Work instructions: Repeat every one of the records below word for word, leaving out the pictures.

Data drawn from a collection:
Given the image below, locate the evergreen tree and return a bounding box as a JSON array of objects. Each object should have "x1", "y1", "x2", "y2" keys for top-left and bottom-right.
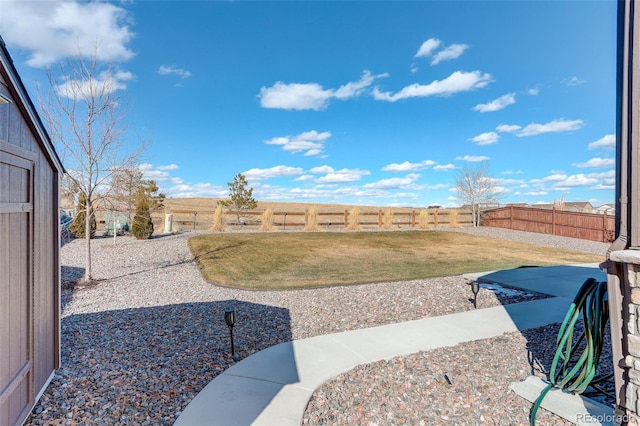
[
  {"x1": 69, "y1": 192, "x2": 97, "y2": 238},
  {"x1": 131, "y1": 192, "x2": 153, "y2": 240},
  {"x1": 219, "y1": 173, "x2": 258, "y2": 223}
]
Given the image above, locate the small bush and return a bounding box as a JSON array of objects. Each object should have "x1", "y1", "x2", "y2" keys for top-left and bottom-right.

Result:
Given the image below, locate the evergreen tree and return a bounding box as a JSON array of objects. Each object should have "x1", "y1", "x2", "y2" keys for top-left and bottom-right.
[
  {"x1": 69, "y1": 192, "x2": 97, "y2": 238},
  {"x1": 131, "y1": 192, "x2": 153, "y2": 240},
  {"x1": 219, "y1": 173, "x2": 258, "y2": 223}
]
Given the image above, locate the small bush and return a bounding box as a JSON array of objects. Each object should have "x1", "y1", "x2", "y2" keys for top-left and bottom-right.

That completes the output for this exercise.